Location identification items
— start —

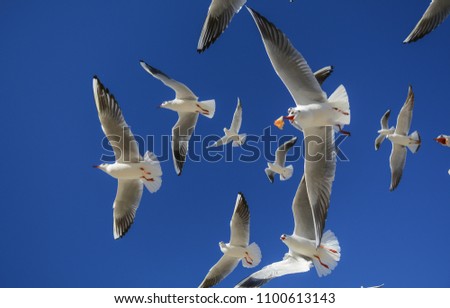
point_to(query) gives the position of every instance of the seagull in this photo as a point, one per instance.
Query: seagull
(443, 139)
(280, 159)
(400, 140)
(320, 162)
(220, 13)
(303, 252)
(436, 13)
(188, 107)
(385, 130)
(232, 134)
(130, 169)
(237, 249)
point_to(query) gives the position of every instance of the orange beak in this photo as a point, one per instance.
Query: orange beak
(279, 122)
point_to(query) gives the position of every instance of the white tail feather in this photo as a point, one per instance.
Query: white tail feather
(339, 100)
(287, 173)
(254, 256)
(415, 146)
(210, 106)
(328, 254)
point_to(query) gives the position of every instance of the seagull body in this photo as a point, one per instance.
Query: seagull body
(385, 130)
(303, 252)
(237, 249)
(132, 171)
(401, 140)
(220, 13)
(232, 134)
(443, 139)
(188, 107)
(436, 13)
(278, 166)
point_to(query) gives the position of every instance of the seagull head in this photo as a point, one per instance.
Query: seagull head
(441, 139)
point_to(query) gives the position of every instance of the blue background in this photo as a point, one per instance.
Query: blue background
(56, 218)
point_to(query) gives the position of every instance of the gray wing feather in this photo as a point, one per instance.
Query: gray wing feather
(280, 155)
(114, 126)
(436, 13)
(320, 167)
(220, 13)
(128, 197)
(181, 134)
(181, 90)
(289, 64)
(397, 162)
(219, 271)
(240, 223)
(405, 114)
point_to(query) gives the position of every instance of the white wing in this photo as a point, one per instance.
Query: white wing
(240, 223)
(220, 13)
(397, 162)
(320, 167)
(128, 197)
(237, 118)
(405, 114)
(114, 126)
(281, 153)
(289, 64)
(181, 90)
(219, 271)
(290, 265)
(437, 12)
(181, 134)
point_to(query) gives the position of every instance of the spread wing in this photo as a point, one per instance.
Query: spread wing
(181, 134)
(289, 64)
(114, 126)
(436, 13)
(181, 90)
(220, 13)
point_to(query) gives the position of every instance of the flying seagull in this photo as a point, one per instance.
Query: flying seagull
(232, 134)
(279, 165)
(401, 140)
(188, 107)
(320, 162)
(436, 13)
(385, 130)
(220, 13)
(130, 169)
(237, 249)
(303, 251)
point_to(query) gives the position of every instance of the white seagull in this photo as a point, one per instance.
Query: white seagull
(436, 13)
(232, 134)
(400, 140)
(303, 249)
(385, 130)
(237, 249)
(220, 13)
(320, 160)
(279, 165)
(130, 169)
(188, 107)
(443, 139)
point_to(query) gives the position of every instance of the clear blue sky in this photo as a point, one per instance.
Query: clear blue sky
(56, 220)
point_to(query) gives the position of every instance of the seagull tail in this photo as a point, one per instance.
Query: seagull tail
(253, 256)
(328, 254)
(287, 173)
(416, 145)
(208, 108)
(339, 102)
(240, 141)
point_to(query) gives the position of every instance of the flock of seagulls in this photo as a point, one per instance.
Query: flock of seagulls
(315, 114)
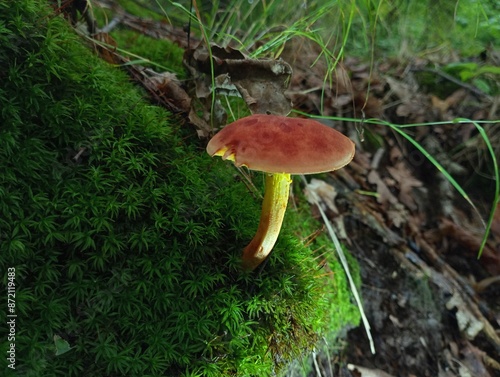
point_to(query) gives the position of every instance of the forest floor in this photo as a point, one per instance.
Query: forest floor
(433, 306)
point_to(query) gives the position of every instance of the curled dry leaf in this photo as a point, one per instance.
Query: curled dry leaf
(260, 82)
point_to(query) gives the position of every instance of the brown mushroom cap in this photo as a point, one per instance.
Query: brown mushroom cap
(278, 144)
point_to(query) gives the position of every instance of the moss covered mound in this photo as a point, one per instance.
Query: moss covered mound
(125, 236)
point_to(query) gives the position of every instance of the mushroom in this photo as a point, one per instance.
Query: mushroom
(279, 146)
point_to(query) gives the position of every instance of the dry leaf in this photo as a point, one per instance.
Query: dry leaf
(406, 183)
(260, 82)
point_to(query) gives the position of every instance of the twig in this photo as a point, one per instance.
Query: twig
(345, 265)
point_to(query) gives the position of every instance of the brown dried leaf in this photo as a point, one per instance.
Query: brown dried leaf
(260, 82)
(406, 182)
(384, 194)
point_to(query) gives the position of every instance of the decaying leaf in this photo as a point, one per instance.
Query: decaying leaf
(367, 372)
(323, 191)
(467, 321)
(260, 82)
(406, 183)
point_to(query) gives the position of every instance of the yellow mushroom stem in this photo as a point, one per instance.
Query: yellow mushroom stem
(276, 194)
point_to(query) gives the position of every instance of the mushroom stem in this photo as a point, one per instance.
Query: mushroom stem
(273, 211)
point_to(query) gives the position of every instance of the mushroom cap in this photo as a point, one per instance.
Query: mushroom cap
(278, 144)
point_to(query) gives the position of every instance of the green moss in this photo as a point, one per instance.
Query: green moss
(125, 236)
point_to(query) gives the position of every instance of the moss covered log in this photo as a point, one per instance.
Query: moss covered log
(125, 236)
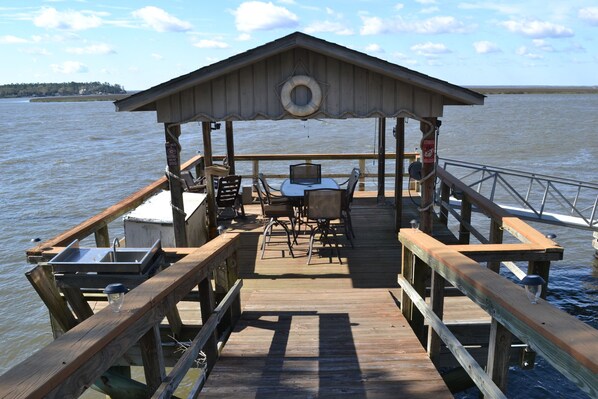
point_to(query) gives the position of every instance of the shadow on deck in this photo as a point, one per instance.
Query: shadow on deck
(324, 329)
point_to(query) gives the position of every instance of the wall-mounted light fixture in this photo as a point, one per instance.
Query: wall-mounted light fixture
(533, 287)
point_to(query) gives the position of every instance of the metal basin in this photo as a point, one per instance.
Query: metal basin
(105, 260)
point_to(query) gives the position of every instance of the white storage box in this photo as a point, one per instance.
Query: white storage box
(152, 220)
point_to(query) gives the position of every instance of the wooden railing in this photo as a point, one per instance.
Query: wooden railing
(84, 355)
(558, 337)
(257, 159)
(565, 342)
(98, 224)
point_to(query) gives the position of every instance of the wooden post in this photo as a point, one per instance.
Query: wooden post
(420, 275)
(496, 236)
(153, 358)
(465, 221)
(102, 237)
(206, 131)
(428, 161)
(212, 209)
(225, 277)
(362, 177)
(407, 273)
(399, 160)
(75, 298)
(437, 303)
(542, 269)
(173, 160)
(207, 302)
(381, 157)
(230, 146)
(499, 349)
(445, 195)
(42, 281)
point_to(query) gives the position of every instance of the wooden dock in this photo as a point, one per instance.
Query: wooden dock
(324, 329)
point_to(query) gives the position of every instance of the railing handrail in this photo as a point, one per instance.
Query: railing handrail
(71, 363)
(101, 220)
(519, 173)
(508, 222)
(564, 341)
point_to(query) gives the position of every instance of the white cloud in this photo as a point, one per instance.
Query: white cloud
(524, 52)
(161, 21)
(434, 25)
(485, 47)
(204, 43)
(328, 27)
(36, 51)
(589, 14)
(430, 10)
(537, 29)
(404, 59)
(509, 9)
(10, 39)
(430, 49)
(49, 17)
(94, 49)
(543, 45)
(374, 48)
(69, 67)
(256, 15)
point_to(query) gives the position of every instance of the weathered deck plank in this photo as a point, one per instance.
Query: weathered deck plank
(324, 329)
(323, 343)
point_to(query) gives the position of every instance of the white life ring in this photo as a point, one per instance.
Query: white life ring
(301, 110)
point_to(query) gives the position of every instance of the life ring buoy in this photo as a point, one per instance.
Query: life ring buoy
(301, 110)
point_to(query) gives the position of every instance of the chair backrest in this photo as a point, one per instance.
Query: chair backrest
(351, 185)
(306, 173)
(324, 203)
(265, 186)
(228, 190)
(261, 197)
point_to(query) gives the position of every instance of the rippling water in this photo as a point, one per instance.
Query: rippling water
(64, 162)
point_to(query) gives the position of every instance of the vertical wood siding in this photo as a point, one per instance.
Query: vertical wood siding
(253, 92)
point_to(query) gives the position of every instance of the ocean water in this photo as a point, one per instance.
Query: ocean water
(64, 162)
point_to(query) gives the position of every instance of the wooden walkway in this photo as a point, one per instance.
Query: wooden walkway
(324, 330)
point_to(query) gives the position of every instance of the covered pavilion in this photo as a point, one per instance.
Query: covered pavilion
(300, 77)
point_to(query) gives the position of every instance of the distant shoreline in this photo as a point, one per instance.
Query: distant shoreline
(479, 89)
(534, 89)
(98, 97)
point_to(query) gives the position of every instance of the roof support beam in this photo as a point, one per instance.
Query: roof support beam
(381, 157)
(173, 160)
(400, 157)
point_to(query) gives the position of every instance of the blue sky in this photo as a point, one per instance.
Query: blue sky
(139, 44)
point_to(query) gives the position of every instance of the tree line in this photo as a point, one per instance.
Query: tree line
(59, 89)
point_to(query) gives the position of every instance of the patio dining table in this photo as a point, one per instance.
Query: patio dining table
(297, 191)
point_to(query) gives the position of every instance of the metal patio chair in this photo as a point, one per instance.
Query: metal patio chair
(271, 214)
(228, 197)
(306, 173)
(324, 206)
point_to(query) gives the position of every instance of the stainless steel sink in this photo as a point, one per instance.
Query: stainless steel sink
(105, 260)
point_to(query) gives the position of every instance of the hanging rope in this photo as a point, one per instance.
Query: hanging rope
(172, 176)
(173, 137)
(432, 132)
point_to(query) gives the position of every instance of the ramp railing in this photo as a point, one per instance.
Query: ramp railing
(532, 196)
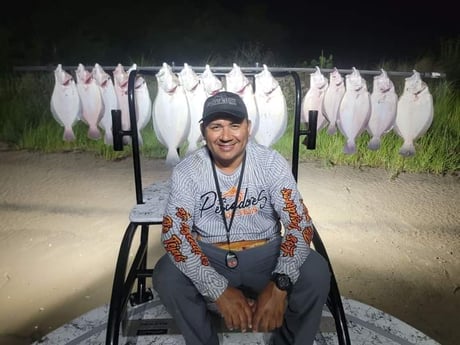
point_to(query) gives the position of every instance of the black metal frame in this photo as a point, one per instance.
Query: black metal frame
(124, 279)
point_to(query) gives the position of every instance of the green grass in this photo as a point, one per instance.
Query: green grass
(26, 122)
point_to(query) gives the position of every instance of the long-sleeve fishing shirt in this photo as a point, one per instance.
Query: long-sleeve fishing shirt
(268, 198)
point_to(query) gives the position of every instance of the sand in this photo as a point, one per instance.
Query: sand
(394, 242)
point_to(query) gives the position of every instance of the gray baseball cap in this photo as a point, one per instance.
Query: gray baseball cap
(224, 104)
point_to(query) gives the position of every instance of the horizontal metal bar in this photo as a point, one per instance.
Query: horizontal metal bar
(256, 69)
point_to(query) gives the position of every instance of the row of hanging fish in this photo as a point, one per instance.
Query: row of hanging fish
(91, 96)
(178, 105)
(176, 109)
(348, 106)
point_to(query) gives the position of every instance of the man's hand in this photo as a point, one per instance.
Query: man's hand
(236, 309)
(270, 309)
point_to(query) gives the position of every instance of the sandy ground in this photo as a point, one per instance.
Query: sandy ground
(394, 243)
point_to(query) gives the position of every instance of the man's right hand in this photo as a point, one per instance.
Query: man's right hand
(235, 308)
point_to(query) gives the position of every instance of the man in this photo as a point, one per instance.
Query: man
(235, 222)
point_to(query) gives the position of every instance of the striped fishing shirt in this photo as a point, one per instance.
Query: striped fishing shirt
(269, 204)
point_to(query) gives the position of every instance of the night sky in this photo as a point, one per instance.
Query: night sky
(289, 32)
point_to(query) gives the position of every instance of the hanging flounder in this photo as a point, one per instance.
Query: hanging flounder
(314, 97)
(272, 108)
(354, 110)
(171, 117)
(196, 96)
(332, 98)
(65, 102)
(414, 114)
(109, 99)
(384, 102)
(91, 101)
(238, 83)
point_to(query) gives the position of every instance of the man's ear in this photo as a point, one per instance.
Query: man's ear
(202, 128)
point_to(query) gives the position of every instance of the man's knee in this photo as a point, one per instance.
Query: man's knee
(315, 275)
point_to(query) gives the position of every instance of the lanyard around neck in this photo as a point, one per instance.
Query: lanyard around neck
(219, 194)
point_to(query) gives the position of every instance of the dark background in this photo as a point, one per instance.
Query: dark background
(356, 33)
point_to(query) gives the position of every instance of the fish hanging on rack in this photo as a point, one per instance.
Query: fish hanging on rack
(414, 114)
(211, 83)
(313, 99)
(109, 99)
(355, 109)
(142, 102)
(332, 98)
(171, 117)
(91, 101)
(272, 108)
(384, 102)
(196, 96)
(238, 83)
(65, 102)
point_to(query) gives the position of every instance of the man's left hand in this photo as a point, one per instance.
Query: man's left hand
(270, 309)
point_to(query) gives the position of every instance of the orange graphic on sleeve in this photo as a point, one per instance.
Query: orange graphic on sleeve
(166, 224)
(172, 245)
(289, 245)
(305, 211)
(291, 208)
(307, 234)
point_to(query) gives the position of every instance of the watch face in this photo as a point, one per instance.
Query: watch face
(283, 282)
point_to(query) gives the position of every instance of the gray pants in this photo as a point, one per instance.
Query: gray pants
(189, 308)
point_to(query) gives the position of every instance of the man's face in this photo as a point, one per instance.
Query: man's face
(227, 138)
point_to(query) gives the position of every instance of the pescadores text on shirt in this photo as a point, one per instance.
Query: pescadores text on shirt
(244, 201)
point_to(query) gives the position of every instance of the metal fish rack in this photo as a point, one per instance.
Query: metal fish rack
(248, 69)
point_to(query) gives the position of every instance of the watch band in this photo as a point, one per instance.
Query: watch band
(282, 281)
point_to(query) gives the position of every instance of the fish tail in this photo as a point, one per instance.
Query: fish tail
(94, 133)
(139, 139)
(408, 149)
(331, 129)
(349, 147)
(172, 158)
(374, 143)
(108, 138)
(68, 134)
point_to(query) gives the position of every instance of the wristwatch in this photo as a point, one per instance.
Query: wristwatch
(282, 281)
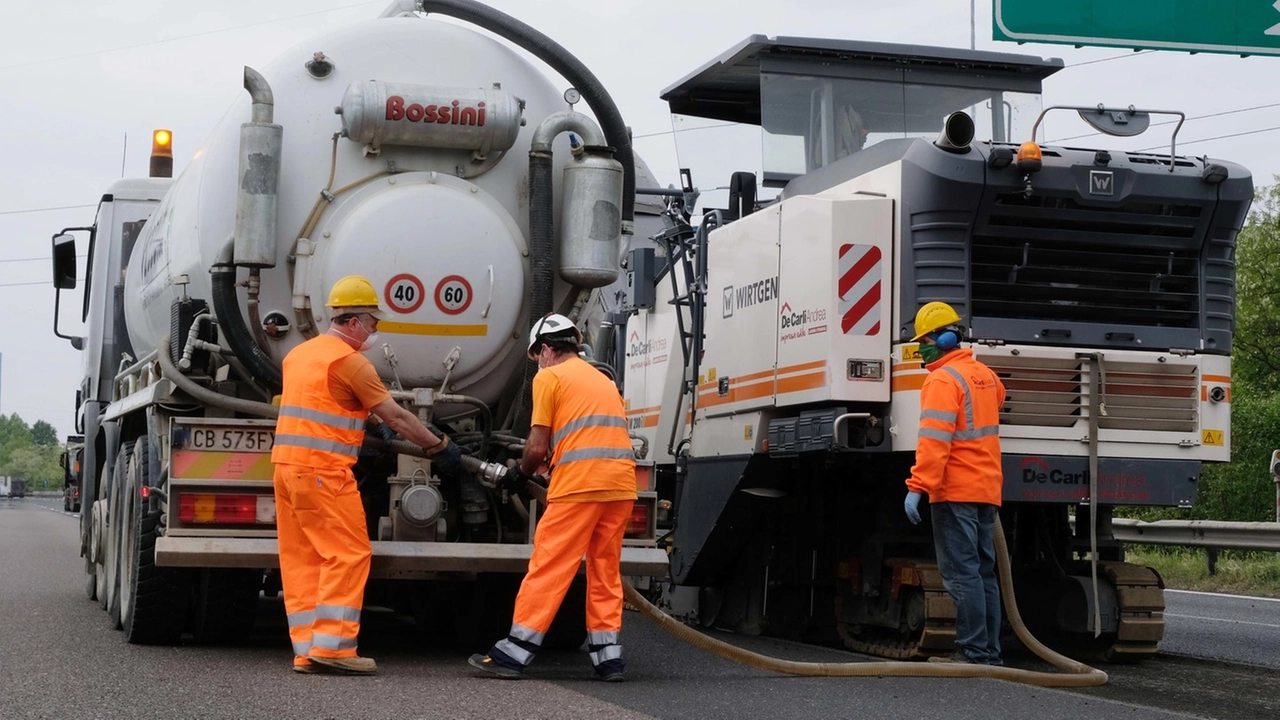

— end —

## WHAT THE TASK REQUIRES
Copy out every line of the items above that contains the word “curled”.

## ANSWER FOR THE TASK
point_to(query) gives the position of every instance of the curled dry leaf in this photo as a point, one per instance.
Query: curled dry leaf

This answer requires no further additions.